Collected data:
"""

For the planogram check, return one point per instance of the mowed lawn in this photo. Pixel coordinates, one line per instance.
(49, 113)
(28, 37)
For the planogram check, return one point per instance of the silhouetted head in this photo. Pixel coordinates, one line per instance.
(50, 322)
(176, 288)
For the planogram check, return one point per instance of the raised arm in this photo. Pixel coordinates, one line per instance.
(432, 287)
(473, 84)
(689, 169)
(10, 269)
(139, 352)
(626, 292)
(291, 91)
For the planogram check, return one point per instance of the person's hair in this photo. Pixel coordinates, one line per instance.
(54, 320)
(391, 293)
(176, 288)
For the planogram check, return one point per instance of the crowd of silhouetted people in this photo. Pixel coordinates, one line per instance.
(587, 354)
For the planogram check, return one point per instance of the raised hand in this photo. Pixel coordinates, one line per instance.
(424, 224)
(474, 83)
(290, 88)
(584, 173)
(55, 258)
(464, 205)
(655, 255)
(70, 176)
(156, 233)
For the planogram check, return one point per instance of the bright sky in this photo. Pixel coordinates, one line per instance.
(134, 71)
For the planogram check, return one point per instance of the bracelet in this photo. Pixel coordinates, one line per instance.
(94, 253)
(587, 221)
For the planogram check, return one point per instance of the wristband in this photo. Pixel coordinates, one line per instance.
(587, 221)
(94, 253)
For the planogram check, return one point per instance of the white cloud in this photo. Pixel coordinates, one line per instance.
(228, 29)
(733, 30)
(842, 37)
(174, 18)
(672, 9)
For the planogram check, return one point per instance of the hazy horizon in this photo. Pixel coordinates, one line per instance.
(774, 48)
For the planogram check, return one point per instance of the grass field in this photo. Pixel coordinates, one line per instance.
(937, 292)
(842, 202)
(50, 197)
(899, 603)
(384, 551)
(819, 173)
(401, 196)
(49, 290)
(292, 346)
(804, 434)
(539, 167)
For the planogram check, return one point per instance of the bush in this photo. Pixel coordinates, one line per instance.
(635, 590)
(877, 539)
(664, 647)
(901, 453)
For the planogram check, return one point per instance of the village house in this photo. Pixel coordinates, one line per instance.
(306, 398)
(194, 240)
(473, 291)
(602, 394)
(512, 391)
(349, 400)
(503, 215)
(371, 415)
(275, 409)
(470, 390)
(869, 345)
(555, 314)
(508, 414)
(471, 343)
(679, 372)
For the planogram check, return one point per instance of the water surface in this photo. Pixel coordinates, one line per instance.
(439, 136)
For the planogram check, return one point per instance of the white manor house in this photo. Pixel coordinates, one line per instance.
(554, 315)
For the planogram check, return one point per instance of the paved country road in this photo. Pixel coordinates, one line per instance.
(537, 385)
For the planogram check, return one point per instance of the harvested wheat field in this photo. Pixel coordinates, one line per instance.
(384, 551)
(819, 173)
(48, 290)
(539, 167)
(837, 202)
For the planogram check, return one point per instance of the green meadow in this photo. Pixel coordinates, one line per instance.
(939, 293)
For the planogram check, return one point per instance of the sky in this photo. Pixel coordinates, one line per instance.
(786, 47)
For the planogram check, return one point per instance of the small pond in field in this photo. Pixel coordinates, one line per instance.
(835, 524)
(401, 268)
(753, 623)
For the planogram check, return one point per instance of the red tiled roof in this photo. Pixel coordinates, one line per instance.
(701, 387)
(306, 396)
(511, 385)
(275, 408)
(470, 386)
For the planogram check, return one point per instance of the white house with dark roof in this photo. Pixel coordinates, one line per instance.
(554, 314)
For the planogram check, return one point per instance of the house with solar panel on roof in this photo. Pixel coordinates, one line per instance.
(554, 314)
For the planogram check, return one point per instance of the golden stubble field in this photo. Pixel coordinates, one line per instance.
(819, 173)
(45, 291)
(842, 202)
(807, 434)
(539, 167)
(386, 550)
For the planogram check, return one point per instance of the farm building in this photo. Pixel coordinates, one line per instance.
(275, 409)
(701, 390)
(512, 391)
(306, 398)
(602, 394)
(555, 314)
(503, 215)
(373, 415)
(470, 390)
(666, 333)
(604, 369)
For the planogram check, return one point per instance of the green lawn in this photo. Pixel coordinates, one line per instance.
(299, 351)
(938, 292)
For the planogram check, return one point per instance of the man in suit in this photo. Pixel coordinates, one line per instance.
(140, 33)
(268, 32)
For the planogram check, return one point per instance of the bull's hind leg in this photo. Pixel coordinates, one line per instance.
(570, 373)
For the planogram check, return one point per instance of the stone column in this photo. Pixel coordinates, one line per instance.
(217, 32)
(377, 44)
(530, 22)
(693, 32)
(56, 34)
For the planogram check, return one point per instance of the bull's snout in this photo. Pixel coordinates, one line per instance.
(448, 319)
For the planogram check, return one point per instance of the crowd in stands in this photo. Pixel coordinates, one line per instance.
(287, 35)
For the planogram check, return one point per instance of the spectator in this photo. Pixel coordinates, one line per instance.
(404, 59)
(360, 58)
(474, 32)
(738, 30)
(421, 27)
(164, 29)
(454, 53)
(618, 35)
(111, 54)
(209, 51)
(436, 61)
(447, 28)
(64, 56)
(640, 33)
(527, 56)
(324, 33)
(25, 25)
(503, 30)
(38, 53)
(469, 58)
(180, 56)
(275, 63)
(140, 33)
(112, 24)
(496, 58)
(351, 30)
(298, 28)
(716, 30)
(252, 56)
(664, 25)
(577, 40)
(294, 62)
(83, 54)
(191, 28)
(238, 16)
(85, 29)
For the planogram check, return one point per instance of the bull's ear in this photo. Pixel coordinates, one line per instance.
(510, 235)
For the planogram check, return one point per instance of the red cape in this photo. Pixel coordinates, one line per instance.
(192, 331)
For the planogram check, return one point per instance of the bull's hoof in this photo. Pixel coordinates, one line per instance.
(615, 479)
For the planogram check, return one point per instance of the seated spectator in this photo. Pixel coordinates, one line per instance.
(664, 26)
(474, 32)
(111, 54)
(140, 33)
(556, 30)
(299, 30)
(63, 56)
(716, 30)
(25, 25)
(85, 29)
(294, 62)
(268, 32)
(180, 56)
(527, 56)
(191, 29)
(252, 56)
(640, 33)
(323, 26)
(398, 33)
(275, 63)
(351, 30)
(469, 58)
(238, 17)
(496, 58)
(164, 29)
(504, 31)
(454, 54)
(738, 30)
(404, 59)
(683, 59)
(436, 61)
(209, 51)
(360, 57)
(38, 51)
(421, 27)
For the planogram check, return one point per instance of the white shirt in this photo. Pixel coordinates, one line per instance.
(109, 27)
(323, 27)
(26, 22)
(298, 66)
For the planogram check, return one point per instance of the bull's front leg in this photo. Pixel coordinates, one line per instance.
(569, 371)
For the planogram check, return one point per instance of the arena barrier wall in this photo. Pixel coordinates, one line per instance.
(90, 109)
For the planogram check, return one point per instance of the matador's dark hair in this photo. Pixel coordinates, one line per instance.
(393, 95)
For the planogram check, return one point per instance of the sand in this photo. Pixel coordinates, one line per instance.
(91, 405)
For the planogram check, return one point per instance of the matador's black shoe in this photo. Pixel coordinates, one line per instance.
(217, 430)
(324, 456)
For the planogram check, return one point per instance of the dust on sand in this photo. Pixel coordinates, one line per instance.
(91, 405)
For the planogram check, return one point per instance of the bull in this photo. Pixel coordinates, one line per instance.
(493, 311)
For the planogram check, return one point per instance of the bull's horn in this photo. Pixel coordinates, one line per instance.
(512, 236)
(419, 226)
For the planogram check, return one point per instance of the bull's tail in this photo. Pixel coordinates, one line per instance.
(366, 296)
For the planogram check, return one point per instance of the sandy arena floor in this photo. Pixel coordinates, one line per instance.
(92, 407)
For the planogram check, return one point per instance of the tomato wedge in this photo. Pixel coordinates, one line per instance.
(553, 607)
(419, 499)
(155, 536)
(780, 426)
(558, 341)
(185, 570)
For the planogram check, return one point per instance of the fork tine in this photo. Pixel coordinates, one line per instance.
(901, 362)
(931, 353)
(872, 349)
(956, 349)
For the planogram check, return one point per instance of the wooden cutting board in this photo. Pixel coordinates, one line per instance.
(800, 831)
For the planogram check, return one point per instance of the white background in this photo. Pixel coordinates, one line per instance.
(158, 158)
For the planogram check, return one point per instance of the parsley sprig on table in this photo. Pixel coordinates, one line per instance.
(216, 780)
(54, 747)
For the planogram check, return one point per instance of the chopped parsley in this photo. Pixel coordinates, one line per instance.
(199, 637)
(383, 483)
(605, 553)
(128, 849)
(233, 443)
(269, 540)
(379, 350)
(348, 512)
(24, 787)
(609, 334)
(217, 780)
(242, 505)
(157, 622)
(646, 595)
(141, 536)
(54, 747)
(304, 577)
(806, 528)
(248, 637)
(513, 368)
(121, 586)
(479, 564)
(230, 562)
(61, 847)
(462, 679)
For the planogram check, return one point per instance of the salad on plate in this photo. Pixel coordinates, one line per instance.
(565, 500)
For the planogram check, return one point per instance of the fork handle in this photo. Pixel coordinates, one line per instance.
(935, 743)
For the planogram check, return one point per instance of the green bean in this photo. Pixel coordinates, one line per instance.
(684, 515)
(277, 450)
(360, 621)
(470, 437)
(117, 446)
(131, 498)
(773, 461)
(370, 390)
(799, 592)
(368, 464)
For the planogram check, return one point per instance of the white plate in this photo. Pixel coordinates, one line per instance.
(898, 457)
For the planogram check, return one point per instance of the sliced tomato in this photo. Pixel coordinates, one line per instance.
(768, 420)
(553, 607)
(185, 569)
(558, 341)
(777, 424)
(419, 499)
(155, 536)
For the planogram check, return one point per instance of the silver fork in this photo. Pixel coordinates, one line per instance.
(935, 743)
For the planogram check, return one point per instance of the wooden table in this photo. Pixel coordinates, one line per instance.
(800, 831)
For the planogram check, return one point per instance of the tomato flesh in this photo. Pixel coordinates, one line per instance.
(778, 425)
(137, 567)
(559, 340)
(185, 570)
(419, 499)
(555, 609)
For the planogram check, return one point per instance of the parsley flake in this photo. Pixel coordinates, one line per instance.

"""

### What to do
Reproduce the records above exactly, starting with the line that contains "of the salad" and ending with the last line.

### Written solution
For the planogram check, return one point per instance of the salad on plate in this photo. Pixel coordinates, one line per instance.
(565, 500)
For the planogram check, return one point per instance of the fork handle in this photo. Pixel coordinates, one line per instance.
(935, 743)
For the planogram check, return one point per instance of the green bean in this photo. Pixel coordinates, one line per instance.
(684, 515)
(277, 450)
(360, 621)
(470, 437)
(117, 446)
(131, 498)
(773, 461)
(370, 390)
(799, 592)
(368, 464)
For the planogram check, return one point per instance of the white plate in this photo. Pixel coordinates, one line per instance.
(898, 457)
For the planogram check, return one point per instance of the sliced tomato in this photo. Pixel coordinates, one line per instance.
(768, 420)
(553, 607)
(185, 569)
(558, 341)
(777, 424)
(419, 499)
(155, 536)
For the planogram check, return one point per instance of the silver fork in this photo. Pixel coordinates, one line per instance.
(935, 743)
For the planogram check, return one point per instance of the wooden table in this photo. Pixel coordinates, one line per instance.
(800, 831)
For the planogram check, return one point per instance of the tomato flesh in this photo. Pixel coordinates, one line per instance.
(778, 425)
(137, 567)
(559, 340)
(185, 570)
(419, 499)
(555, 609)
For the planogram check, return one point per instance of the parsley flake in this photo. Pixel coordinates, one line per instance.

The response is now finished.